§ **COMPITO RICHIESTO**:
Disponga in un elenco numerato, omettendo le righe vuote, soltanto le righe dei record che vanno da quella contenente "Mark each instance of the built-in" fino a quella contenente "x=170 y=433", entrambe incluse.

Record contenuti in un insieme di dati
========
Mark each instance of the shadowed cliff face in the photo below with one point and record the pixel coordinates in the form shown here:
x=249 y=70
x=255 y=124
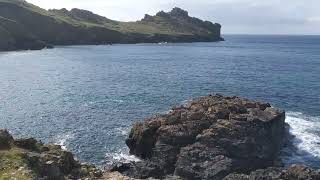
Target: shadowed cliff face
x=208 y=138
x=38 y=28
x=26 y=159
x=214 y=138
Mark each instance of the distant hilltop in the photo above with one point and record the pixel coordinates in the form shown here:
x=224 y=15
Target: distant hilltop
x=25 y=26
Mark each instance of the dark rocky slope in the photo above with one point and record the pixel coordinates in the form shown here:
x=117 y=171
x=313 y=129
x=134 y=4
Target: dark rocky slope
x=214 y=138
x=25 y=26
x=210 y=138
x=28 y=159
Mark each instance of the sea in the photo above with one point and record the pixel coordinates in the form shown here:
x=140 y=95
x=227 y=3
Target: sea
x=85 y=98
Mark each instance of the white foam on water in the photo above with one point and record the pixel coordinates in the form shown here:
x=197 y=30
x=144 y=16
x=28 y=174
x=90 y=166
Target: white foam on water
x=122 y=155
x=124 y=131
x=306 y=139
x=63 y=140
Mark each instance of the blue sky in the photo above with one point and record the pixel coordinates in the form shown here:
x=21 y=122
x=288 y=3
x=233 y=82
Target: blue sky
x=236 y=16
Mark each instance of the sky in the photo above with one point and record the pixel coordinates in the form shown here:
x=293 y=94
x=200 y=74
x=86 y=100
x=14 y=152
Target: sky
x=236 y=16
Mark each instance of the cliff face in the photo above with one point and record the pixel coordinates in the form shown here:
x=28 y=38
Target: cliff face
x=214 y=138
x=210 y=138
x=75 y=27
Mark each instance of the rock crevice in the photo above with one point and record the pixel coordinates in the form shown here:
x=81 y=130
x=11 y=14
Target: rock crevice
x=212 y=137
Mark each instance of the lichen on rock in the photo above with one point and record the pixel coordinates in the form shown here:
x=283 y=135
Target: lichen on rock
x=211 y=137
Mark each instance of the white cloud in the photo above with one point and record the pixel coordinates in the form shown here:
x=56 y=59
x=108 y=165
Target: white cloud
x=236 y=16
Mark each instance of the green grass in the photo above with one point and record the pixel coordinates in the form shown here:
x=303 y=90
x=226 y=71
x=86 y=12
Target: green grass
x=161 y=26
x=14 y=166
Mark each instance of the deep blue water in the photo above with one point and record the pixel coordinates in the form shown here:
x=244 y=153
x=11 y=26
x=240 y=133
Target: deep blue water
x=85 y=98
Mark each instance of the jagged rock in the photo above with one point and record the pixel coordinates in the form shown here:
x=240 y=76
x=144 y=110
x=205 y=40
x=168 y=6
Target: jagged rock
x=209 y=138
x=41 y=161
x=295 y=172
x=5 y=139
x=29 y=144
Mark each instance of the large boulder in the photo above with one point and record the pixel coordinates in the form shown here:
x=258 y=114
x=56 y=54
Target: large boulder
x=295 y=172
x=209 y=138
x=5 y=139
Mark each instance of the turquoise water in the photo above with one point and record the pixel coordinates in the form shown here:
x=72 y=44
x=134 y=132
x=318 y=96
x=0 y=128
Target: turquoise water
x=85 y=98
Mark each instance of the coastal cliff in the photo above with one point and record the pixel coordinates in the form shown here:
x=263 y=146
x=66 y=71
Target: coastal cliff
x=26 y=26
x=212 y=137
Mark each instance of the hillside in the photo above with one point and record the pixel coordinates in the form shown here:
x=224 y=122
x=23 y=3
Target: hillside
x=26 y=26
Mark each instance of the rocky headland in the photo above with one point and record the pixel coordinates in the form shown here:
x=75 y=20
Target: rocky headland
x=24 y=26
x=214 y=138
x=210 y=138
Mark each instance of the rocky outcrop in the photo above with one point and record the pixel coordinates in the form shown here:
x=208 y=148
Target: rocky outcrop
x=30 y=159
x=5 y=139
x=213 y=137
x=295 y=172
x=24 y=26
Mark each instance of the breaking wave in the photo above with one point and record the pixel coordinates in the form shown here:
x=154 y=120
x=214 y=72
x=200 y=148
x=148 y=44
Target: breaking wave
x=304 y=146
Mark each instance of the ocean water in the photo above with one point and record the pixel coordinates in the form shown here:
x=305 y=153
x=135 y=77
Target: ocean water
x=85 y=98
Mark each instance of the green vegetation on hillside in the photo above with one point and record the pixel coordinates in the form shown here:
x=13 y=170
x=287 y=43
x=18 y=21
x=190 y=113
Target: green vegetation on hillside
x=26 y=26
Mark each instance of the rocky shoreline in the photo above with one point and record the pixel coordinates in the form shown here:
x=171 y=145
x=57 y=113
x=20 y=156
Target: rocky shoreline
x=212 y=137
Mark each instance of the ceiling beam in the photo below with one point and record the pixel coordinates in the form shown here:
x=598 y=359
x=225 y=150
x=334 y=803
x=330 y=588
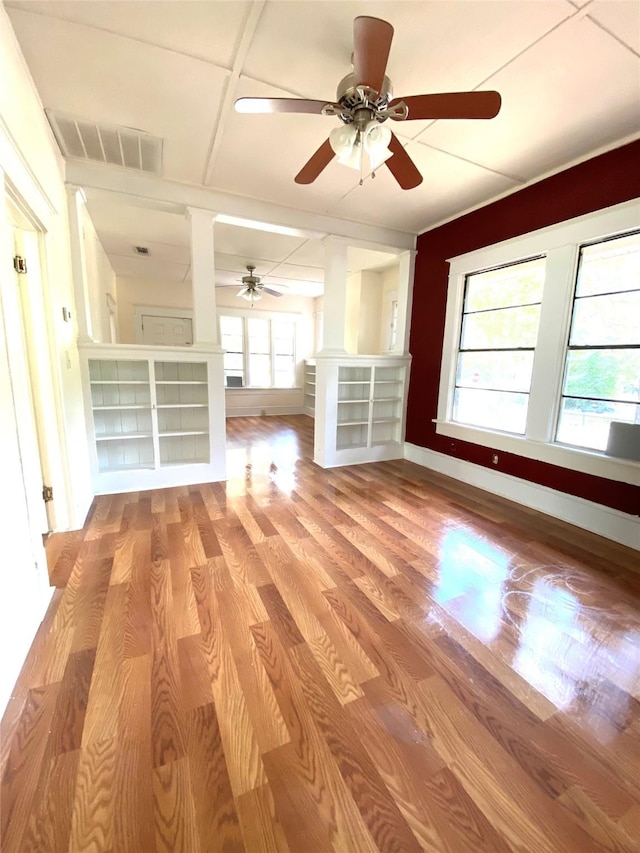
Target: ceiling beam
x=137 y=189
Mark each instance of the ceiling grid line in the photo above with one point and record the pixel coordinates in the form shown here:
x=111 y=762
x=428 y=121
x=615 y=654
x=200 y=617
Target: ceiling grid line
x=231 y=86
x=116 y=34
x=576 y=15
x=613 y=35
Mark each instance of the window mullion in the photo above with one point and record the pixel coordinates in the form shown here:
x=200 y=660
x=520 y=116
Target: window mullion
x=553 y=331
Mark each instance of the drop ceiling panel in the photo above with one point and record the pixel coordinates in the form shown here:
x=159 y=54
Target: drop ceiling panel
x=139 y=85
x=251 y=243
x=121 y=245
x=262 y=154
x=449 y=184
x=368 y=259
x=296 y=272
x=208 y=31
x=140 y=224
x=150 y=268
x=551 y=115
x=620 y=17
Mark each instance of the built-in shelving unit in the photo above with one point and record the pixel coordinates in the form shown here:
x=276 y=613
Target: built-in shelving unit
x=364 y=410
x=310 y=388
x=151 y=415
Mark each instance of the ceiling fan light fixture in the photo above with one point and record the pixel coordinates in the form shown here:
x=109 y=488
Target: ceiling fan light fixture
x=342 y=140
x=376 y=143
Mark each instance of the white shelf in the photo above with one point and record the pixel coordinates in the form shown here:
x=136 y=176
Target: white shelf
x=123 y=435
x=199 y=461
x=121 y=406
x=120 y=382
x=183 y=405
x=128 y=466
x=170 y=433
========
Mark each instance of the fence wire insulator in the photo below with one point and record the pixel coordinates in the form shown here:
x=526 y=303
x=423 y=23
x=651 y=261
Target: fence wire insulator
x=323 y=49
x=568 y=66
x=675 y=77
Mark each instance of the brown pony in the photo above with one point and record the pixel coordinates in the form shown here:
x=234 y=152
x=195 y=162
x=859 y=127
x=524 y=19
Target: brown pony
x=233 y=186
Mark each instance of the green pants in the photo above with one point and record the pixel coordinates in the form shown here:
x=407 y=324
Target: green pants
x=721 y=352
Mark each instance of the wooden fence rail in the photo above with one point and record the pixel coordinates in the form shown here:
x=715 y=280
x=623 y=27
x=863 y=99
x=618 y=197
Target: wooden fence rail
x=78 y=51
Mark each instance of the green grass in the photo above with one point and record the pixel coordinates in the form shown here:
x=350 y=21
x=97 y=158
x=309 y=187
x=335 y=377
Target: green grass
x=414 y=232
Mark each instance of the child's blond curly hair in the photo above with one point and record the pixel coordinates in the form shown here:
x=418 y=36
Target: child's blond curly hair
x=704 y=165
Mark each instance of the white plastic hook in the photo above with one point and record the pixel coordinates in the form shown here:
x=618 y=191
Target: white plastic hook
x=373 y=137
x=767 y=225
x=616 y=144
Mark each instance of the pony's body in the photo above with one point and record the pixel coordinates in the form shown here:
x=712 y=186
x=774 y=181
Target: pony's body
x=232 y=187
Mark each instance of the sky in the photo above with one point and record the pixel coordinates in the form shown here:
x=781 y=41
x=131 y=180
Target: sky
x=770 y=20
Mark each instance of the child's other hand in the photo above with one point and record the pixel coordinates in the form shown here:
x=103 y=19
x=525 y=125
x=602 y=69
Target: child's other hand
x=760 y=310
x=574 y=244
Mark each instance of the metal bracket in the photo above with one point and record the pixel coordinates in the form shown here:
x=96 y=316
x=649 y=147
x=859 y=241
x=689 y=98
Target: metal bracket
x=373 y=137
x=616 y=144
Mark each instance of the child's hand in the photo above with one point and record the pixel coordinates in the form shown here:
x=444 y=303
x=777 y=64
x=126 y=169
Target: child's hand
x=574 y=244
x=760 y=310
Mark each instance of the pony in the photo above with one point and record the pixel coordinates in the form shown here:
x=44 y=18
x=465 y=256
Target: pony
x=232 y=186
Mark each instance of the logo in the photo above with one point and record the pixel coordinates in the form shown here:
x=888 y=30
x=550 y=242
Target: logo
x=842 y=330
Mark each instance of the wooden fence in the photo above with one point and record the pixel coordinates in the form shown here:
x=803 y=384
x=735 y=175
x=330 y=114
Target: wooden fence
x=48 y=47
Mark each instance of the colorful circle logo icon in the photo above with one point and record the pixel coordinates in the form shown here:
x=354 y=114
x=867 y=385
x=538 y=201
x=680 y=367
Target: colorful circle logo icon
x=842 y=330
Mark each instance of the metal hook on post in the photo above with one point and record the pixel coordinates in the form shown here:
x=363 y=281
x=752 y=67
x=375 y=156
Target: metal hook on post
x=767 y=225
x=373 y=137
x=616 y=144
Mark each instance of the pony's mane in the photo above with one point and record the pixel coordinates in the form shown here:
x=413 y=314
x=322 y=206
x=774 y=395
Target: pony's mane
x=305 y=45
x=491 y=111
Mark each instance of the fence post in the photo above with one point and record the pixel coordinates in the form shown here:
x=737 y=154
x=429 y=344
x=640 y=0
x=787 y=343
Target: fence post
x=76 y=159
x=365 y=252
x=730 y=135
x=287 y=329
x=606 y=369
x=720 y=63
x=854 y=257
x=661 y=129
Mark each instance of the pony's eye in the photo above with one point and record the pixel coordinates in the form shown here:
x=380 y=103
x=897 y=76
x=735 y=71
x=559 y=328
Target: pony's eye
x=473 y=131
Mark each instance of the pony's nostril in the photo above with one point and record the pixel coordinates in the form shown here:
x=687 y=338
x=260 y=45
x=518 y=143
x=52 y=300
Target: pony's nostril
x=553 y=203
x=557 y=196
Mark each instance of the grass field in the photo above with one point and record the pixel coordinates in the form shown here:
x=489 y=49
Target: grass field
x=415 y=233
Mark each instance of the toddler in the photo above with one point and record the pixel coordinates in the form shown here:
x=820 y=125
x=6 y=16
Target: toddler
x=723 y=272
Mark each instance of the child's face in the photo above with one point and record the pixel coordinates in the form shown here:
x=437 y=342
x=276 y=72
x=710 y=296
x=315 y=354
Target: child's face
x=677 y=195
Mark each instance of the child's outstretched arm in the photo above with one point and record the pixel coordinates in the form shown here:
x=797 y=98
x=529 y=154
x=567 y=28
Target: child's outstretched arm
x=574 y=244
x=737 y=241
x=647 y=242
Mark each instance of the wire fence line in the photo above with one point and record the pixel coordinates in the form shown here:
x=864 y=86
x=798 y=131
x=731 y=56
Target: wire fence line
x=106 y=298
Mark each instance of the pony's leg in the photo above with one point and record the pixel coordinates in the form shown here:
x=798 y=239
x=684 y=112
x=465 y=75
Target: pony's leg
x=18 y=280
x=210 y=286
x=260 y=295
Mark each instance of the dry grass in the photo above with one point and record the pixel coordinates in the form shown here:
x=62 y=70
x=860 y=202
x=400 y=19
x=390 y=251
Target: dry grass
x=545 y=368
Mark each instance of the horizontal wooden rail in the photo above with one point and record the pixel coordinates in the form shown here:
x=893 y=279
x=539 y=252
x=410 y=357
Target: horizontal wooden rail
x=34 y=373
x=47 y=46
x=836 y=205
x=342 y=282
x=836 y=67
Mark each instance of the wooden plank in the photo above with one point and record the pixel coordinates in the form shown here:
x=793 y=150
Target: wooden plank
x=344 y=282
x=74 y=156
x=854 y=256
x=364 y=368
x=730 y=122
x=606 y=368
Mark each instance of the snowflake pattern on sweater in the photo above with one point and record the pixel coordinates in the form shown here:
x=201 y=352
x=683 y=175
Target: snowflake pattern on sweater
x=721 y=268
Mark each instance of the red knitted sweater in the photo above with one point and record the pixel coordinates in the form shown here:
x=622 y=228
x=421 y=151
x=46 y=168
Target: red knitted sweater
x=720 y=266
========
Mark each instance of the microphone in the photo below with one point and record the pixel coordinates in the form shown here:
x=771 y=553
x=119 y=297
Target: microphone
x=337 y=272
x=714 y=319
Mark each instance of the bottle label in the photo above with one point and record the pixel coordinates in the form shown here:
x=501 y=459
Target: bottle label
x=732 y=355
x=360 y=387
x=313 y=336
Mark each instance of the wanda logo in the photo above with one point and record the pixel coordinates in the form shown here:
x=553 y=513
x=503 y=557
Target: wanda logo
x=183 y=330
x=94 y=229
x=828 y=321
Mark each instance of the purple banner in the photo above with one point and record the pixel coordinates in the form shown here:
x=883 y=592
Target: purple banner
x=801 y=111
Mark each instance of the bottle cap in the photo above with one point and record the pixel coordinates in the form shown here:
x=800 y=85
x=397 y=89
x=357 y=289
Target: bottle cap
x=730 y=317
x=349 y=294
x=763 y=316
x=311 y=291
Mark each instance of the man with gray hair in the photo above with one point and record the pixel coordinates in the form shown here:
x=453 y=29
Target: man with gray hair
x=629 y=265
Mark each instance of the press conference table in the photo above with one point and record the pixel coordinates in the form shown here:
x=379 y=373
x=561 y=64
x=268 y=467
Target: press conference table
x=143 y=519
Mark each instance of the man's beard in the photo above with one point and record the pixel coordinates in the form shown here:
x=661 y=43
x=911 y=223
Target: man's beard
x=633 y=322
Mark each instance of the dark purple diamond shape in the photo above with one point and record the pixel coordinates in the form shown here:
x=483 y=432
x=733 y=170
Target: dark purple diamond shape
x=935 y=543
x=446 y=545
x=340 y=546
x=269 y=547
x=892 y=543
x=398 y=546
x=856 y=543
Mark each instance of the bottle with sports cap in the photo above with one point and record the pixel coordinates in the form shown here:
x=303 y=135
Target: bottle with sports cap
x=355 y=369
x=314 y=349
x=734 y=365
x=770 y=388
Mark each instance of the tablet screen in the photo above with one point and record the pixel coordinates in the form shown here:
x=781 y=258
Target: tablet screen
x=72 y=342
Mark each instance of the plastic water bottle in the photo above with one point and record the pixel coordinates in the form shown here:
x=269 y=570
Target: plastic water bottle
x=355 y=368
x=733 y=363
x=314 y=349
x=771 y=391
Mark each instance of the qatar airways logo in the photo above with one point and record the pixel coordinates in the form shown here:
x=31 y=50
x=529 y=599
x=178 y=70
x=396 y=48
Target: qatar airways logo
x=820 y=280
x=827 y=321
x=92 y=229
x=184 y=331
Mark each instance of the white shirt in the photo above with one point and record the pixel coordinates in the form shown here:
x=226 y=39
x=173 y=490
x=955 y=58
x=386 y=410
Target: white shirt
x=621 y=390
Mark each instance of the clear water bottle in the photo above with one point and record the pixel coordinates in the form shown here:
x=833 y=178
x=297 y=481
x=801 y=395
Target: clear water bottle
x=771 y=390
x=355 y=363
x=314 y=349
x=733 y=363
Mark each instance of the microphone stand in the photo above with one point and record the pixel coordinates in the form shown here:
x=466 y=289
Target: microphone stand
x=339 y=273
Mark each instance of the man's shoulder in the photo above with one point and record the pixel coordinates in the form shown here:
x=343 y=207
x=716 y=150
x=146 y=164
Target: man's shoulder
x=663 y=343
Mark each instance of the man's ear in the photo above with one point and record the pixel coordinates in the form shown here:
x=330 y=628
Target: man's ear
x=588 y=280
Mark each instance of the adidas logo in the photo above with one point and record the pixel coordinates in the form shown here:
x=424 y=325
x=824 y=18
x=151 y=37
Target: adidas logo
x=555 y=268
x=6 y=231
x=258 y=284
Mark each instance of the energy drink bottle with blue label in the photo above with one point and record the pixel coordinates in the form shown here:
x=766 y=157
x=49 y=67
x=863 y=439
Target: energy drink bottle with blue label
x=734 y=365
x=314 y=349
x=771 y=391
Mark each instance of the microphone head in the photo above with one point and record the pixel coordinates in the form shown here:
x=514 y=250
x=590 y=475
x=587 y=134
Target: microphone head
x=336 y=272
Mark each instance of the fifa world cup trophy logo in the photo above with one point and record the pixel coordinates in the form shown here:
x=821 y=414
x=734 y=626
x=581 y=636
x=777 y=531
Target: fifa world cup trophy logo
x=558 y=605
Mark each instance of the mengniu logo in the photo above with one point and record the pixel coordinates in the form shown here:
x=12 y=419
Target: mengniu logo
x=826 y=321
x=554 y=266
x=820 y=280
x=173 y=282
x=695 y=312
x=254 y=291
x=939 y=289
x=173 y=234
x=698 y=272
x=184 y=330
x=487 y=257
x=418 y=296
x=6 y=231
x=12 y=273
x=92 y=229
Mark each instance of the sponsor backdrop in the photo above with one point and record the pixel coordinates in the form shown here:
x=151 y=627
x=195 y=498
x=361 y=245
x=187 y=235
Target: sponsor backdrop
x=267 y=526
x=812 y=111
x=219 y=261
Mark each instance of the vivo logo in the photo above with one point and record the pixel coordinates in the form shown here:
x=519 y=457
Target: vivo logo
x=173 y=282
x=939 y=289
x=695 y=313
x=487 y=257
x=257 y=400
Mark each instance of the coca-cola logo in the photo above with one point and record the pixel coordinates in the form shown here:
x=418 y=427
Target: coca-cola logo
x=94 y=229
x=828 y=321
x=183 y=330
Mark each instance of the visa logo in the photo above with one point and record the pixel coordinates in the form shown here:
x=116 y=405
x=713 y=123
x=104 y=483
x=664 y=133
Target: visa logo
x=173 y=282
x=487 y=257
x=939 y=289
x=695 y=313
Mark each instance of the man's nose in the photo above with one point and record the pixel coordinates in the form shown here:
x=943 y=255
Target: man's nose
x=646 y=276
========
§ **IN RISPOSTA**:
1. Mark each instance of the built-in shelving unit in the photo above with one point and record the pixel coordinates in the form shown here:
2. x=276 y=613
3. Target: built-in shelving unit
4. x=364 y=410
5. x=310 y=388
6. x=151 y=415
7. Mark each instance of the ceiling fan light fixture in the photo above with one point and record the pixel coordinates in the form shown here:
8. x=109 y=488
9. Target: ceiling fan light fixture
10. x=342 y=140
11. x=376 y=143
12. Mark each instance of the white shelf in the photo above with one point and record the pixel coordinates in the form shown here:
13. x=136 y=176
14. Target: white shelf
15. x=123 y=435
16. x=199 y=461
17. x=121 y=406
18. x=120 y=382
19. x=183 y=405
20. x=128 y=466
21. x=170 y=433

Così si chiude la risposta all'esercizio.